→ Given information:
********************
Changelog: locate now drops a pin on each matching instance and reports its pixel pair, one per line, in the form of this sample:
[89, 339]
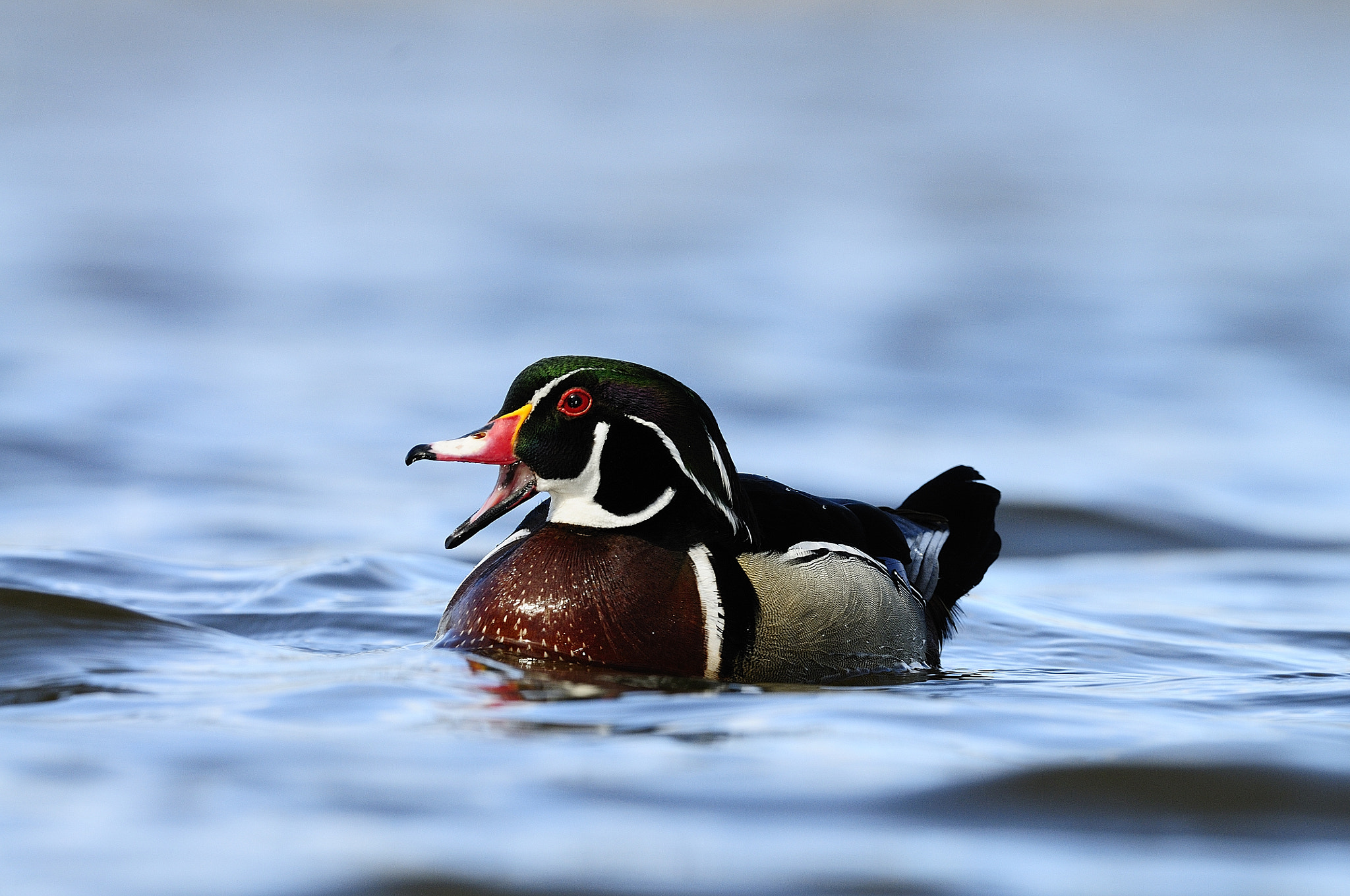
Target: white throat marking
[574, 499]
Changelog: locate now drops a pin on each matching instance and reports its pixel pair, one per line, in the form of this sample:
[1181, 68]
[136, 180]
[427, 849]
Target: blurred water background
[250, 253]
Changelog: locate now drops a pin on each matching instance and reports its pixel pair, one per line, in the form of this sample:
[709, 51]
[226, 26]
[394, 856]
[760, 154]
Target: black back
[956, 501]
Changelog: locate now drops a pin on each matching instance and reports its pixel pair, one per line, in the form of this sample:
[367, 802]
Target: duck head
[614, 445]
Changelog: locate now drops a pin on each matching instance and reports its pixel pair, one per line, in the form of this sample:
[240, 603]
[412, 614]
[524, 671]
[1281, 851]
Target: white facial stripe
[680, 462]
[804, 548]
[574, 499]
[712, 601]
[543, 390]
[721, 467]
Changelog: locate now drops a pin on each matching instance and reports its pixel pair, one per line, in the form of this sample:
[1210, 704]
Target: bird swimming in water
[654, 555]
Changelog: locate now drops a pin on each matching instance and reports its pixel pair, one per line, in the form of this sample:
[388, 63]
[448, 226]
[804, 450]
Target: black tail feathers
[968, 507]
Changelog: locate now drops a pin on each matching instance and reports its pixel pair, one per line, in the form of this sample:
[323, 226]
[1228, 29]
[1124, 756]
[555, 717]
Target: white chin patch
[573, 501]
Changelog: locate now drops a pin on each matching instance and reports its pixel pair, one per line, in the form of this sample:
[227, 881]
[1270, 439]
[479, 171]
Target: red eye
[574, 403]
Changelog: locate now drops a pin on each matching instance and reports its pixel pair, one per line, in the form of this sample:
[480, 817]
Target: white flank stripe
[670, 447]
[712, 601]
[574, 499]
[543, 390]
[804, 548]
[721, 467]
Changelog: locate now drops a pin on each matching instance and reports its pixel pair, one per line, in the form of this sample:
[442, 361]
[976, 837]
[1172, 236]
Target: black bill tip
[420, 453]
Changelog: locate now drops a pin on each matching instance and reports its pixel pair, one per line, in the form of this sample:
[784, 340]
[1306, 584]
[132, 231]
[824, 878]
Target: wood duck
[654, 555]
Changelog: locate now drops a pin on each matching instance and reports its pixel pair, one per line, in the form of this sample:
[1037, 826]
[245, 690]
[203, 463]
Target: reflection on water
[1155, 722]
[251, 253]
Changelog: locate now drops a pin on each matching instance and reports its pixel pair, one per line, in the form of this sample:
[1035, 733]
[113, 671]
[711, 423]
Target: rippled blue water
[283, 731]
[251, 253]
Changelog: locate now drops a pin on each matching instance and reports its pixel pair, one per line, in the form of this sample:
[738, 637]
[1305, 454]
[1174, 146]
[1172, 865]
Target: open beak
[493, 444]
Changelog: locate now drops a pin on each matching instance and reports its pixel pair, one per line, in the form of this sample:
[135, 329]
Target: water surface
[251, 253]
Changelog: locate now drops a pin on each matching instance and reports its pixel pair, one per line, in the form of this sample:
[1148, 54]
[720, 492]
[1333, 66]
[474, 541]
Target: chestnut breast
[585, 594]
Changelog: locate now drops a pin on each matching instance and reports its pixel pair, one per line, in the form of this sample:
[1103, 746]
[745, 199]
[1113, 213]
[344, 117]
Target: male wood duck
********************
→ Exercise goal:
All the lines above need to be repeated exactly, with no pictures carried over.

→ Reply to the exercise:
Changelog: locate now drops a pin on each matching instance and reports its pixel pair, one per line, in the form of this sample:
[89, 339]
Target: white throat marking
[574, 499]
Changelog: locate now drops a pin on each matching instance and reports its pixel pair, one per line, in the form of this sample:
[1181, 68]
[136, 180]
[427, 849]
Target: blurred water background
[250, 253]
Changelog: locate now drops a pin on each matching instance and reports its pixel pair, one per line, in the form of this sample:
[709, 51]
[226, 26]
[394, 856]
[760, 154]
Target: black back
[956, 501]
Changelog: locate now drops a pin on each matching instance and reports its pixel pair, one per line, in the form of this sample:
[367, 802]
Target: duck head
[614, 445]
Changelog: locate now drops a pin on each matching instance and reports its pixel pair, one per line, in the form of this sample:
[240, 603]
[412, 614]
[524, 671]
[1281, 851]
Target: white facial stripe
[680, 462]
[804, 548]
[574, 499]
[712, 601]
[543, 390]
[721, 467]
Changelog: locate now drops a pin on each matching instance and reports its pixel pair, one per line, in the form of this sample:
[1210, 704]
Target: bird swimming in water
[654, 555]
Changelog: locate now drops a pin on each matching instance and reports its pixel pair, one per line, in the form of this sample:
[388, 63]
[448, 226]
[804, 450]
Target: black tail feathers
[968, 507]
Changelog: locate now drops a pin on each matching instance and reports its pixel pair, one per line, in the form of this sample:
[323, 226]
[1228, 29]
[1124, 756]
[555, 717]
Target: white chin patch
[573, 501]
Changelog: locate now drops a pin on each matching instance and reports its pixel pair, one per line, in the form of this sample:
[227, 881]
[1270, 439]
[479, 171]
Target: red eye
[574, 403]
Changelog: locate now drops a pin on each matching instance and reports its pixel pair, one per line, in the form of this sample:
[480, 817]
Target: white flank stripe
[670, 447]
[712, 601]
[574, 499]
[543, 390]
[804, 548]
[721, 467]
Changelog: locate now drops a pin on each matching instance and reports its pixel pair, one per line, in the form of this sample:
[442, 361]
[976, 837]
[1172, 236]
Target: black bill tip
[420, 453]
Changelog: locate now drops a pin on each matching instance and reports its pixel pair, one per line, in the form of this sample:
[784, 340]
[1306, 584]
[132, 231]
[824, 878]
Target: wood duck
[654, 555]
Changelog: locate now drops a pin on each matching instance and reports its pixel pair, one per line, in the form of this sample:
[1037, 826]
[245, 690]
[203, 463]
Target: reflection on water
[1155, 722]
[251, 253]
Changelog: locate now drops a pin on each matching instance and reports its pixel pair, one per line, in the form of this sample:
[1035, 733]
[113, 671]
[711, 423]
Target: rippled blue water
[283, 731]
[251, 253]
Changelog: locate now drops a pin on each matching instance and reports its pixel pair, one per line, in the form of this sample:
[738, 637]
[1305, 454]
[1174, 146]
[1172, 865]
Target: open beak
[493, 444]
Changelog: locate now drops a pin on each matching instance and reports its pixel pair, one per line, in the form of this sample:
[135, 329]
Target: water surface
[251, 253]
Changelog: locate now drops a pin on each matching instance and reports its pixel pair, one per line, in the form of this sample:
[1148, 54]
[720, 492]
[1333, 66]
[474, 541]
Target: chestnut breast
[585, 594]
Changelog: locate now drops a pin on each matching instance and reports its pixel pair, one per line, in the form of this sample:
[1103, 746]
[745, 199]
[1113, 213]
[344, 117]
Target: male wood duck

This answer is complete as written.